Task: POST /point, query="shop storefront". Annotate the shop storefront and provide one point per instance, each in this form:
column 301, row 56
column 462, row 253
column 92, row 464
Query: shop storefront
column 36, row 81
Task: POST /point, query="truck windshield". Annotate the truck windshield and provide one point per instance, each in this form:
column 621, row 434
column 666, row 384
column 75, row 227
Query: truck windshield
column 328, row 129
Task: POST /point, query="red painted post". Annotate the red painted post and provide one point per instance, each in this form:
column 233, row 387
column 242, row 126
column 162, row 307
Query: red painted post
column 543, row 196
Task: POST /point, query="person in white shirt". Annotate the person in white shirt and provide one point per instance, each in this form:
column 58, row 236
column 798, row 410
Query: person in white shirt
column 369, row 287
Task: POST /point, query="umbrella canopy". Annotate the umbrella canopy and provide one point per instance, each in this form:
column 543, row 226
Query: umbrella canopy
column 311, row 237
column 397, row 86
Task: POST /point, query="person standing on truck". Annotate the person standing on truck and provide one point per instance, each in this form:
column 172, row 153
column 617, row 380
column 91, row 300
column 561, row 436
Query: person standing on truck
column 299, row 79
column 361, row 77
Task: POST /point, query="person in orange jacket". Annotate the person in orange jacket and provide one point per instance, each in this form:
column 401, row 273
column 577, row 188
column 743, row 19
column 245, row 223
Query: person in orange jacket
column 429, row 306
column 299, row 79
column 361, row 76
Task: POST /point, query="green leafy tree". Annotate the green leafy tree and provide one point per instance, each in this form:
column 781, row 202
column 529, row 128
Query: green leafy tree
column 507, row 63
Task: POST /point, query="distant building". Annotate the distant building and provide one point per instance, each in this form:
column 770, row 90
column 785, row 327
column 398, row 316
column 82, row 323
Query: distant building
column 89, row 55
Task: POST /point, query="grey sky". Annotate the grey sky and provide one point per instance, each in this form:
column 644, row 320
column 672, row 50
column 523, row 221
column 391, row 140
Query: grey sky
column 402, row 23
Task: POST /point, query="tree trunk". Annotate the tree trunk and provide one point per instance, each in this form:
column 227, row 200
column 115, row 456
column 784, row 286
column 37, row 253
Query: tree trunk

__WHAT THE EXERCISE ASKS__. Give the number of lines in the listing that contain the word "Task", leaving out all other words.

__ANSWER TO THIS EXERCISE__. 11